Begin SELECTED PASSAGE

Dark Side of Black Holes: Dark Matter Could Explain the Early Universe's Giant Black Holes

Massive black holes should not have existed in a universe less than one billion years old, yet they did

Black holes one billion times the sun’s mass or more lie at the heart of many galaxies, driving their spin and development. Common today, some 14 billion years after the big bang, such supermassive black holes were rare in the early universe—or at least they were supposed to be. Evidence of supermassive black holes existing when the universe was less than one billion years old has stumped scientists, because current theories of stellar evolution suggest that such giants should take much longer to grow. Now it seems this enigma could be solved by a mystery substance—dark matter.

The puzzle of early supermassive holes took shape in 2003, when the Sloan Digital Sky Survey detected roughly half a dozen of them. According to conventional thinking, the first regular stars were born when the universe was about 200 million years old, but given the state of the universe at the time, they could have formed black holes at most only about 100 times the sun’s mass. It would simply take too long to merge and make the billion-year-old, billion-solar-mass monsters seen by the Sloan survey.

End SELECTED PASSAGE
Begin GIVEN RECORDS

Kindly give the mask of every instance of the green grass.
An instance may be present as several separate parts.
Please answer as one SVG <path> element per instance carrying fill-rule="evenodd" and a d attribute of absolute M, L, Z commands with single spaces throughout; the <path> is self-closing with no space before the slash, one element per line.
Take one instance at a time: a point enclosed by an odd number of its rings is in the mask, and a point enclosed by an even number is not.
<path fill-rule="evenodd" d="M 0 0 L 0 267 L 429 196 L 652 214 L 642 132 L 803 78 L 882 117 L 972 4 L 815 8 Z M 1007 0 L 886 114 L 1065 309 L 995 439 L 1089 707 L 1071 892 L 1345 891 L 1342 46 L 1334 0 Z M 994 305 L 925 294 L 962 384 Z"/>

End GIVEN RECORDS

* **EXERCISE TASK 1**
In the article on early black holes, repeat word for word the passage between "Dark Side of" and "mystery substance—dark matter.", inclusive.
* **EXERCISE TASK 2**
Answer these from the article on early black holes:
(a) What substance might solve the puzzle of supermassive black holes in the young universe?
(b) In what year did the Sloan Digital Sky Survey detect them?
(c) According to conventional thinking, how old was the universe when the first regular stars were born?
* **EXERCISE TASK 3**
Carry the article on early black holes forward from its last sentence.
The records play no part here.

* **RIGHT ANSWER 1**
Dark Side of Black Holes: Dark Matter Could Explain the Early Universe's Giant Black Holes

Massive black holes should not have existed in a universe less than one billion years old, yet they did

Black holes one billion times the sun’s mass or more lie at the heart of many galaxies, driving their spin and development. Common today, some 14 billion years after the big bang, such supermassive black holes were rare in the early universe—or at least they were supposed to be. Evidence of supermassive black holes existing when the universe was less than one billion years old has stumped scientists, because current theories of stellar evolution suggest that such giants should take much longer to grow. Now it seems this enigma could be solved by a mystery substance—dark matter.

* **RIGHT ANSWER 2**
(a) Dark matter
(b) 2003
(c) About 200 million years old

* **RIGHT ANSWER 3**
Dark matter could solve the conundrum, say theoretical physicist Katherine Freese of the University of Michigan at Ann Arbor and her colleagues. Unseen but demonstrating its existence via gravity, the substance makes up at least 80 percent of the universe’s matter (and about one quarter of the entire universe). But scientists are unsure exactly what dark matter is made of. Among the leading hypothetical candidates are weakly interacting massive particles called neutralinos. They can annihilate one another when they meet, generating heat, gamma rays, neutrinos, and antimatter particles such as positrons and antiprotons.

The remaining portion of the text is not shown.